## Exercise brief
Every line of the records below that holds the word "windshield" should be copied out.

____ Data for review

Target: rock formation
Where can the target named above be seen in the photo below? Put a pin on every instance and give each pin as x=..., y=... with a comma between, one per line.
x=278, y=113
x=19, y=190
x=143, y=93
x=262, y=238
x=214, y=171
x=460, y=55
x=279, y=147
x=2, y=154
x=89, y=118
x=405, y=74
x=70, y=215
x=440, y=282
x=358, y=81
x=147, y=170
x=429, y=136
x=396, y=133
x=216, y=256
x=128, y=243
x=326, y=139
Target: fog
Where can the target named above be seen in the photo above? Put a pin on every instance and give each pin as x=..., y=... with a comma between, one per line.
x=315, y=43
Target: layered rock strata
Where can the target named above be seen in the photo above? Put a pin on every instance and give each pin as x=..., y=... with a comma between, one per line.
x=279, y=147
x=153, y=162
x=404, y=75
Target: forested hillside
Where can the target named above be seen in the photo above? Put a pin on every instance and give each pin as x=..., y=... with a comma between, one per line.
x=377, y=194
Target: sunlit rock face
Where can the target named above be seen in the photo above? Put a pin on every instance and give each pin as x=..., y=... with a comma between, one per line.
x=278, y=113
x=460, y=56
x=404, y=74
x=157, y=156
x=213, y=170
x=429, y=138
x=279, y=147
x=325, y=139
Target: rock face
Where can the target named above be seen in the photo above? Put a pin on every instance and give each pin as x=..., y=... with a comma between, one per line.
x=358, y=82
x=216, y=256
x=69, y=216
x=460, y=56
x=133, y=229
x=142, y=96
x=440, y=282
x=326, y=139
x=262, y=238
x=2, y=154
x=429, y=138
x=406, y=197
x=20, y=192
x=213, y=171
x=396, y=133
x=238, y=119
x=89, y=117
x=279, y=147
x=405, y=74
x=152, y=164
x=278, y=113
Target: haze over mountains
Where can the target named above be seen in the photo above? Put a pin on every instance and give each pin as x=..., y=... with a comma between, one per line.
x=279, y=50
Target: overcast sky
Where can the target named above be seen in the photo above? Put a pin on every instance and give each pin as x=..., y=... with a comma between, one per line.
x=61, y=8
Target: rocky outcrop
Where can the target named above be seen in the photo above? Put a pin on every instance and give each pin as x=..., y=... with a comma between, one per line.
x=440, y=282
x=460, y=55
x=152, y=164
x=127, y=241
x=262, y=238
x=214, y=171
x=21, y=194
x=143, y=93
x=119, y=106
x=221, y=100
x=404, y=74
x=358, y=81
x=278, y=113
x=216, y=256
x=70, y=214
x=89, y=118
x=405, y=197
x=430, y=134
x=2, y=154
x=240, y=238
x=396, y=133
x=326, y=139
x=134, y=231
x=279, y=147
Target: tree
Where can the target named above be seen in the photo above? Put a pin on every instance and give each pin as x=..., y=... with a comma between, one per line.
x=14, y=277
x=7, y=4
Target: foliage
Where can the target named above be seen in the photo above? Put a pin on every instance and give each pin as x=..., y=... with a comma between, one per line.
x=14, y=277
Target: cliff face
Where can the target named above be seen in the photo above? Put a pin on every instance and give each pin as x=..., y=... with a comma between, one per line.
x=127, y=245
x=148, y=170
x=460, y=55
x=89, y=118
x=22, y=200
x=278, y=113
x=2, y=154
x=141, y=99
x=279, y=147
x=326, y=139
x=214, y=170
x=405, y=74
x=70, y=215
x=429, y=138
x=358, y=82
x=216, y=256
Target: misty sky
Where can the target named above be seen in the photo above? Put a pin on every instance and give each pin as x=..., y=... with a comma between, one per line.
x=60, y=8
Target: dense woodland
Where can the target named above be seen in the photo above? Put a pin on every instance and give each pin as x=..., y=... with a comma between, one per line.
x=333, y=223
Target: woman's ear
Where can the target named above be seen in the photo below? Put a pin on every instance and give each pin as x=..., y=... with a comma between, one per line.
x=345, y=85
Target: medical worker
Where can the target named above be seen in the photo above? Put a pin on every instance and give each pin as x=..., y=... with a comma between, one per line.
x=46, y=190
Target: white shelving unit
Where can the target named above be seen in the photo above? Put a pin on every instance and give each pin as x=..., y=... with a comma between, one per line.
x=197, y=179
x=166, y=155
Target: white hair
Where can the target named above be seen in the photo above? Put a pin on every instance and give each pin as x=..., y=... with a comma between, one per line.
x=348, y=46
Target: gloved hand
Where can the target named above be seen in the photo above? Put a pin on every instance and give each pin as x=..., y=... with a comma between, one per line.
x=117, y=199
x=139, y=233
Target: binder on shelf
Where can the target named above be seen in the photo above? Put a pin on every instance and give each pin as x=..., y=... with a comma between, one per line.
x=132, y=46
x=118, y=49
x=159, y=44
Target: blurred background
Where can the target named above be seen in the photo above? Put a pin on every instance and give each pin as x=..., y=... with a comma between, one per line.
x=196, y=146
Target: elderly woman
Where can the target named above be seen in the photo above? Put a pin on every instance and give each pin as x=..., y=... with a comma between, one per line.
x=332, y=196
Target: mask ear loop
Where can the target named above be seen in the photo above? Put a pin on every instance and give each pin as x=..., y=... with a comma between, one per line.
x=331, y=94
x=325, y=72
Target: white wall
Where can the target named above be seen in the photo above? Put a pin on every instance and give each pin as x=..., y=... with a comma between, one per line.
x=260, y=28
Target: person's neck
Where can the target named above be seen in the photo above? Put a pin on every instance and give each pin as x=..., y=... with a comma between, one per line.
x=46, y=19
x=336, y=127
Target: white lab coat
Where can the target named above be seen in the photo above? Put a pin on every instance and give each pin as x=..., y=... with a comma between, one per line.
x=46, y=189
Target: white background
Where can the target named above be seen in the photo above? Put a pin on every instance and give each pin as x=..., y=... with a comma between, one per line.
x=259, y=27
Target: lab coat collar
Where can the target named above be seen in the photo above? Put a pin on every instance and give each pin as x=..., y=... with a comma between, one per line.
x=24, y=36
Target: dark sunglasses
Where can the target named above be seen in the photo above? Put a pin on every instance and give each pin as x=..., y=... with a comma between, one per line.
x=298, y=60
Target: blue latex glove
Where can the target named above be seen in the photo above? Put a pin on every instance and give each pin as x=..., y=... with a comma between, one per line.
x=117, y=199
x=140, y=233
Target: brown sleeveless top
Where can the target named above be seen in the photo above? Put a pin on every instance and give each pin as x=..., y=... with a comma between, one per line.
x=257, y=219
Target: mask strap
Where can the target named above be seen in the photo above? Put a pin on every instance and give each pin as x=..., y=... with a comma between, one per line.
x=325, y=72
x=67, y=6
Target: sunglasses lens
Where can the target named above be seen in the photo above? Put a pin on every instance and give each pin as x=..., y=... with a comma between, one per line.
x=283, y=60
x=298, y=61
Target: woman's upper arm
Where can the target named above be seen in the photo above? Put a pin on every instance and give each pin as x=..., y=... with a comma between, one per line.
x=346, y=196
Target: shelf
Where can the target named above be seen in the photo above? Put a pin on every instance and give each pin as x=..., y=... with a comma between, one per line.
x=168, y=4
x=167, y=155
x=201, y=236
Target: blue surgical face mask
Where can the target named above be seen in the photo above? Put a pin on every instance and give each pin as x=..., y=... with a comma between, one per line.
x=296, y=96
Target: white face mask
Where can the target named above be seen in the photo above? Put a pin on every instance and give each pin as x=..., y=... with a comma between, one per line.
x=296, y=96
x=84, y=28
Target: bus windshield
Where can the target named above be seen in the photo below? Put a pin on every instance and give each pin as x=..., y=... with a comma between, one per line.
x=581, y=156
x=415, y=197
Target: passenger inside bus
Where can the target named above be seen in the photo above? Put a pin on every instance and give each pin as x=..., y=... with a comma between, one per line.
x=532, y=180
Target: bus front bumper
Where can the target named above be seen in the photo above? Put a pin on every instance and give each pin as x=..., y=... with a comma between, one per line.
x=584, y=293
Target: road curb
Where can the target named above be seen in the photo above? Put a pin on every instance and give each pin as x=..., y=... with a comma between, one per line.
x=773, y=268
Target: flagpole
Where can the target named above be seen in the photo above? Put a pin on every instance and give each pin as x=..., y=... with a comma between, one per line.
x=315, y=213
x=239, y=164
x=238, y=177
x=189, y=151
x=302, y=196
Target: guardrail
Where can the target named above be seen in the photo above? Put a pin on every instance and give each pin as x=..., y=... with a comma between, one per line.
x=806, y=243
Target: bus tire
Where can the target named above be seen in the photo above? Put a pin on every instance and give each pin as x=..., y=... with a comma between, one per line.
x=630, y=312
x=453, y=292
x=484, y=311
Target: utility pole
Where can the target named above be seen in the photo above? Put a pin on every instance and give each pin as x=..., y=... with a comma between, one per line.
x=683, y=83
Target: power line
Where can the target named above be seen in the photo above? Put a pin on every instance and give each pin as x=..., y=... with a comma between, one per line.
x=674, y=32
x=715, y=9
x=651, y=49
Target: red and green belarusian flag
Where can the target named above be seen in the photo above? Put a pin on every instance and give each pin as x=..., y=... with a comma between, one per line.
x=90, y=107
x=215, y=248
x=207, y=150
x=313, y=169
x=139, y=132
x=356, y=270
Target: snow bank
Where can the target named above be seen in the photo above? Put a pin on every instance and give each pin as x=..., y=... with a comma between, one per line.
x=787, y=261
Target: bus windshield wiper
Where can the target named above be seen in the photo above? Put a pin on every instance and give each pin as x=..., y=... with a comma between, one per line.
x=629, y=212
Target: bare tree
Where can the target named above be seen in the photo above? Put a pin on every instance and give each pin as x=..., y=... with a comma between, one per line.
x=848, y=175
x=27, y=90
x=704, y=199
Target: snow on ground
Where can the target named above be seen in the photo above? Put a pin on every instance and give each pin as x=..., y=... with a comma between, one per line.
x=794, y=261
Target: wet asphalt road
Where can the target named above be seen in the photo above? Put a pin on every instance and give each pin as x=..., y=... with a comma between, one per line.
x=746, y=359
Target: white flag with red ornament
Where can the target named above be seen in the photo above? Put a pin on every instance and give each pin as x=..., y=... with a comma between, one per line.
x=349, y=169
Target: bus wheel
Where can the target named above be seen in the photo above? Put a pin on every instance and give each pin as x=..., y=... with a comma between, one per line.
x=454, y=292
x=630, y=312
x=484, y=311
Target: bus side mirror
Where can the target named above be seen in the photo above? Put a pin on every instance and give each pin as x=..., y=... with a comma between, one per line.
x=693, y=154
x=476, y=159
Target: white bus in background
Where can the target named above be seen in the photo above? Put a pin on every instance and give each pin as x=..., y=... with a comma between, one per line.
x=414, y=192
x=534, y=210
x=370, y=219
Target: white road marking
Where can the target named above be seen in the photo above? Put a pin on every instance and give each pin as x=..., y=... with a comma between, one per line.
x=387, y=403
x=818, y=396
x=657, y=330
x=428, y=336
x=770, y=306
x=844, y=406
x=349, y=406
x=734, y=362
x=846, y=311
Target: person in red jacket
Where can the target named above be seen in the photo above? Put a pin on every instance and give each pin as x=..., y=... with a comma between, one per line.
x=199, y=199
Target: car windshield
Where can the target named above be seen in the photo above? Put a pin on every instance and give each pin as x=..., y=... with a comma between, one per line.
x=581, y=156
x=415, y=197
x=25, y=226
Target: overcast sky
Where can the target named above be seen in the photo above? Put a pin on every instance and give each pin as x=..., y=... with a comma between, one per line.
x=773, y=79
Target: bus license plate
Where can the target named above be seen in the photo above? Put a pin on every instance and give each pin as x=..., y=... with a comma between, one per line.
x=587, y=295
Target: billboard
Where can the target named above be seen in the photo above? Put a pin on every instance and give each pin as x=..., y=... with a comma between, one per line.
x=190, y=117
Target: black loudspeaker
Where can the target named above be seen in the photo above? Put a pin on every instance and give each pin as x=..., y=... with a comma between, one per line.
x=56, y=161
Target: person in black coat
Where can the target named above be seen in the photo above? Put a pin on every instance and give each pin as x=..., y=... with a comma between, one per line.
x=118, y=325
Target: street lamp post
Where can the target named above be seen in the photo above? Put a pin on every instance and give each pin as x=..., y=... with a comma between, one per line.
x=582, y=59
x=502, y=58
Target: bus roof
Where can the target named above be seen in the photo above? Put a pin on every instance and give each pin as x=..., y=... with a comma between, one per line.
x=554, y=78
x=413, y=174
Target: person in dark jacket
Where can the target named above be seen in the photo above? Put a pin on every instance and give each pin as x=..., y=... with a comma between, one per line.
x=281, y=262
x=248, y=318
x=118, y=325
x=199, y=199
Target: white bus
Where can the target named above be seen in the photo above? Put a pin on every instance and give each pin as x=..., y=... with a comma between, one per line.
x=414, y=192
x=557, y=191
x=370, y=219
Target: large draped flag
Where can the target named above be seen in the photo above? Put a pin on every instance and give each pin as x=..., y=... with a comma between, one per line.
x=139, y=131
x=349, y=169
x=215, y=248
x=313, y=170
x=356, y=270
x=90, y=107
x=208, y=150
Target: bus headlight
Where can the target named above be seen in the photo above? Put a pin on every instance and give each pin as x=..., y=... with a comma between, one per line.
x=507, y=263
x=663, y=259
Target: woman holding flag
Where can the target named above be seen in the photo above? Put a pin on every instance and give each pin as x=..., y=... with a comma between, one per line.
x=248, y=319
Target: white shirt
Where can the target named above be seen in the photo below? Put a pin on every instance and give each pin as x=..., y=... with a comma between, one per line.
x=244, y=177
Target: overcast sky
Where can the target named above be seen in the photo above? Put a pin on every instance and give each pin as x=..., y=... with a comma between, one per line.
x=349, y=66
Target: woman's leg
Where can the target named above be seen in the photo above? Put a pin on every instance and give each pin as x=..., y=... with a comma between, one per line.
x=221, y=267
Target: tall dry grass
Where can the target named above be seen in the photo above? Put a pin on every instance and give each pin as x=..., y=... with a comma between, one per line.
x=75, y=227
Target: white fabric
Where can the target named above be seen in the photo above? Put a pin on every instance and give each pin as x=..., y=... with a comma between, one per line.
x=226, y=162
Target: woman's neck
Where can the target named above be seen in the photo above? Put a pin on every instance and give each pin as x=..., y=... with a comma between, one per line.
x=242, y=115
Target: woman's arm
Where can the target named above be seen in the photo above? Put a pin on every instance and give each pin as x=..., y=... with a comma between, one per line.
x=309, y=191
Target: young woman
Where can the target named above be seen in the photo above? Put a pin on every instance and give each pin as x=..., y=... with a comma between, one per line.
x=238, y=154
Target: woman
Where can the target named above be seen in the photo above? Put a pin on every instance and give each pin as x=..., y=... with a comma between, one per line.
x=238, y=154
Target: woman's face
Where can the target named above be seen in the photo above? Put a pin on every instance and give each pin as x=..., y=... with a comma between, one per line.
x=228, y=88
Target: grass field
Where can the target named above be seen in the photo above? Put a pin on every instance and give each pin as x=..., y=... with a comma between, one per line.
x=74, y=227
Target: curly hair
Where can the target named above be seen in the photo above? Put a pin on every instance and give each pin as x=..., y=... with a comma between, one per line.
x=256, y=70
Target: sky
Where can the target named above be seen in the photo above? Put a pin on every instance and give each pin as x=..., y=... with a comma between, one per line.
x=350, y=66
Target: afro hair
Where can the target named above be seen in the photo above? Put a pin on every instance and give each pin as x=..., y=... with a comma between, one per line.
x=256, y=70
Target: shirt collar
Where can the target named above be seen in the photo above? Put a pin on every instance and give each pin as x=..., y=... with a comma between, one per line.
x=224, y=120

________

## Solution
Target: bus windshield
Target: bus windshield wiper
Target: car windshield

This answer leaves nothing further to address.